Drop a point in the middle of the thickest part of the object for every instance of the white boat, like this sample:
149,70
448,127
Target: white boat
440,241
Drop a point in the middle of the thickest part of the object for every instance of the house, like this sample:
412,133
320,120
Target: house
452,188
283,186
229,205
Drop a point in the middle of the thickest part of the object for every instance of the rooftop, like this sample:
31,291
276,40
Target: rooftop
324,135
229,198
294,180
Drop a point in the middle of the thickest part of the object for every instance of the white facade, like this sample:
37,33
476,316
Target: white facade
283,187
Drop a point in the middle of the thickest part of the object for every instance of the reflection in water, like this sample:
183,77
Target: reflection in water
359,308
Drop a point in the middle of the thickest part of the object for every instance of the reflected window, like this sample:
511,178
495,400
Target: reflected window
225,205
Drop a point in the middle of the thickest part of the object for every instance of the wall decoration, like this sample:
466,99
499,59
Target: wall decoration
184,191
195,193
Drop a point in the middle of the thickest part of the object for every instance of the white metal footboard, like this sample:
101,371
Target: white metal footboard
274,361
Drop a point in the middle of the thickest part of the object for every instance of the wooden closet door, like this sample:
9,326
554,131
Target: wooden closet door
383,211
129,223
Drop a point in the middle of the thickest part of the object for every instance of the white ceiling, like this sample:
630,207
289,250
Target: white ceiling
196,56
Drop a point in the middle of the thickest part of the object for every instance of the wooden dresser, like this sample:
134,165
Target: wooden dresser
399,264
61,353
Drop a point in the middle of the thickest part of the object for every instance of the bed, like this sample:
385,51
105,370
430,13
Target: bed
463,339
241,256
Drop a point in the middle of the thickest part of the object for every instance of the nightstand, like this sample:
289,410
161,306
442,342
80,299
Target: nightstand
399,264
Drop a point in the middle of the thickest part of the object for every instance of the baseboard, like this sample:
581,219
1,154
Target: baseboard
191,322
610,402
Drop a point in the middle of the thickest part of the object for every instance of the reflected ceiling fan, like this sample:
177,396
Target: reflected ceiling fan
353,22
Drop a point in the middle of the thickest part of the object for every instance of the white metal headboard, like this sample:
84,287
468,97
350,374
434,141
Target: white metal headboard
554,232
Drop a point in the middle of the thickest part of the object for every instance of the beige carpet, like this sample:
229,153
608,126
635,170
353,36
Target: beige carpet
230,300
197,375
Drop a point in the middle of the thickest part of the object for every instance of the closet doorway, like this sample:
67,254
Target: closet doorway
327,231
━━━━━━━━━━
» Gegeven opdracht
Kun je alle regels opnieuw geven, te beginnen bij de regel met "the nightstand, like" en eindigend bij het einde van de rijen, verzoeken inbegrepen? Vermenigvuldig daarbij alleen de coördinaten in de antwoorden met 2,1 en rond af op hele getallen, waarbij halven naar boven gaan.

» Resultaat opdracht
Drop a point in the middle of the thickest part of the object for every instance of the nightstand, like this sample:
289,410
161,306
442,342
80,299
Target: nightstand
838,554
Drop a point in the middle of the thickest part of the object for every instance of the baseboard, like this sample:
581,219
1,154
Target: baseboard
401,676
1281,844
Drop a point in the middle of the thickest part of the object for every instance of the reflected ceiling fan, like this sample:
177,396
Target: reflected ceiling fan
741,46
Drop a point in the middle of the thickest part of the object for every instance of the white metal headboard, like this sample:
84,287
468,97
350,374
434,141
Target: white metal headboard
1163,487
Drop a point in the middle of the thickest part of the object for every instance of the beige carpet, like this sample:
229,153
608,126
635,170
353,36
Target: beige carpet
483,630
414,788
Drop a point in the middle of the thickest part of the object for every instance of the closet doorway, like this sample:
67,254
Target: closet doorway
687,485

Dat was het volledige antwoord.